TASK.
Reproduce the passage below on the shocks of the early 21st century word for word, keeping all of its punctuation.

READING TEXT.
In the first years of the 21st century, our capacities for imagining new realities have proved inadequate. From Madrid to London, Bali to Mumbai, from Katrina-ravaged New Orleans to the tsunami’s devastation all around the Indian Ocean, to the most recent financial crisis, the alarms went unheeded until after disaster had struck. Now, as the first decade of the century has drawn to a close, its many shocks make plain that we are living in a world with greater potential for surprise, uncertainty, and threats to resilience. In a time of poorly understood interacting causes and consequences, we require new habits of thinking, new approaches to assessment, and new ways of engaging with the world. Emerging is a world filled with just as much opportunity as risk, but seeing both of those forces and appreciating their interrelatedness requires new lenses and an unflagging awareness of diverse perspectives. It means investing all of our energies to profoundly challenge the status quo.
What we already know with certainty should yield multiple wake-up calls: Approximately 1 billion of the world’s people—nearly 15 percent of the global population—face starvation, yet humanity is poised to increase its numbers by another third, to 9 billion, within a few decades. Science, meanwhile, is consistently finding that the climate system is more sensitive than expected: The Greenland ice sheet is melting far faster than previously believed possible, and ice sheets in Antarctica that grew to be some 200 meters thick over a 10,000-year period are visibly disintegrating within only six weeks’ time.

MATERIAL PROVIDED.

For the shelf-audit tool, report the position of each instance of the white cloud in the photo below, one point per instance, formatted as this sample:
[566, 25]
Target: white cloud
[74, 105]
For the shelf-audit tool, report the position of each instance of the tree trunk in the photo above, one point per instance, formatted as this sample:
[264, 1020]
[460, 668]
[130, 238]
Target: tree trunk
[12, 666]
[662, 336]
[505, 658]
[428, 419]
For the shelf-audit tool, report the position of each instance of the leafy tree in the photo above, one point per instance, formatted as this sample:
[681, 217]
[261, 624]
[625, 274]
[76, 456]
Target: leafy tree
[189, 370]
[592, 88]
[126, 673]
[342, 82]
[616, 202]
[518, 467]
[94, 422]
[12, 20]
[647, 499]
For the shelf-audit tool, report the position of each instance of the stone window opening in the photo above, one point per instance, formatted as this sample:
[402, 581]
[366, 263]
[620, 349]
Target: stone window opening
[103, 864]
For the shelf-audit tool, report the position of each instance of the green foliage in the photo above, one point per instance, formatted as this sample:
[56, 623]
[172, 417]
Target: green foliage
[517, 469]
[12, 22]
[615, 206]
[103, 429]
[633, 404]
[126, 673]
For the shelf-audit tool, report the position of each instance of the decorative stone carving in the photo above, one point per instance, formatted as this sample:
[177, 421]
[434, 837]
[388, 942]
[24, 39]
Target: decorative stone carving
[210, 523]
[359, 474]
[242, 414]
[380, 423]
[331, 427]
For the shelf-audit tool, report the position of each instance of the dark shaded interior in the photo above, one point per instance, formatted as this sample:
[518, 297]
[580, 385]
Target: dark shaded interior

REPLY.
In the first years of the 21st century, our capacities for imagining new realities have proved inadequate. From Madrid to London, Bali to Mumbai, from Katrina-ravaged New Orleans to the tsunami’s devastation all around the Indian Ocean, to the most recent financial crisis, the alarms went unheeded until after disaster had struck. Now, as the first decade of the century has drawn to a close, its many shocks make plain that we are living in a world with greater potential for surprise, uncertainty, and threats to resilience. In a time of poorly understood interacting causes and consequences, we require new habits of thinking, new approaches to assessment, and new ways of engaging with the world. Emerging is a world filled with just as much opportunity as risk, but seeing both of those forces and appreciating their interrelatedness requires new lenses and an unflagging awareness of diverse perspectives. It means investing all of our energies to profoundly challenge the status quo.
What we already know with certainty should yield multiple wake-up calls: Approximately 1 billion of the world’s people—nearly 15 percent of the global population—face starvation, yet humanity is poised to increase its numbers by another third, to 9 billion, within a few decades. Science, meanwhile, is consistently finding that the climate system is more sensitive than expected: The Greenland ice sheet is melting far faster than previously believed possible, and ice sheets in Antarctica that grew to be some 200 meters thick over a 10,000-year period are visibly disintegrating within only six weeks’ time.